Por que você acha que o Temer não se importa em ser chamado de golpista?
Michel Temer é um político a ser analisado na sua performance de... aqui
eu vou usar uma metáfora... na sua performance de mordomo de velório...como
dizia o ACM...
Mordomo de filme de terror....mas velório serve também...
Foi “mordomo de filme de terror”?
Sim.
Mordomo de filme de terror! Olha como é perfeito! Tudo o que aconteceu
no Brasil, aliás, tem a ver com enredo de filme de terror! No dia 12,
quinta-feira, o golpe e a evitação com o dia 13, que era uma sexta-feira, o dia
em que Temer então assumiria o governo na forma do golpe, que seria o golpe do
horror, do terror. Logo ele que tem essa fama dentre os políticos de ser o
mordomo do filme de terror. Temer é um invotável. A gente sabe que aqui em São
Paulo ele teve uma votação ridícula, pífia. Ridículo, aliás, é o nome do meio
do Temer. Eu estou escrevendo um livro, que vai sair no ano que vem que é sobre
relações entre estética e política. E esse livro tem como título “O ridículo
político”. Ele é inspirado em muitos dos momentos e nos eventos que estão se
dando no Brasil nos últimos tempos, inclusive esse evento do golpe. E esses
personagens, tipo Temer, representam muito bem isso que é o ridículo político.

·····

TAREFAS A REALIZAR -
A) Quais pessoas e lugares são citados pelo nome no trecho da entrevista sobre Temer?
B) Dê prosseguimento ao trecho da entrevista sobre Temer a partir do ponto em que ele termina.
As linhas que vêm depois não têm papel nenhum nesta atividade.

EXTRATO DE DADOS -

·····

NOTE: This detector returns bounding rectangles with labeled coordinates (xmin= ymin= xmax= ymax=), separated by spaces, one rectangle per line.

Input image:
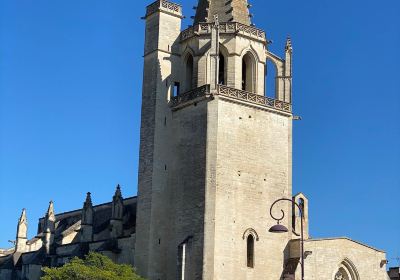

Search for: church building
xmin=0 ymin=0 xmax=389 ymax=280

·····

RESPOSTAS POR TAREFA -
A) Michel Temer, ACM, Brasil, São Paulo

B)
É o que se chama vergonha alheia. E ao mesmo tempo eles evitam, um pouco, cair
nesse lugar vergonhoso da vergonha alheia, cair no ridículo, mas eles não
conseguem. Temer tenta se tornar simpático...ele tornou a sua mulher numa
prótese da sua performance política ruim...e agora tornou o filho pequeno, uma
criança pequena também numa prótese para amenizar, para tentar tornar simpático
o seu caráter insosso, o seu caráter pavoroso... ele é assim entre o
abnóxio...ou seja, o insosso, o invotável e o horroroso,.. Ele fica nesse
espectro. E ele aparece, então, como grande fantasma desse espectro, o espectro
entre o insosso e o pavoroso.
Ele foi buscar o filho na escola ontem e convocou a imprensa para
acompanhar...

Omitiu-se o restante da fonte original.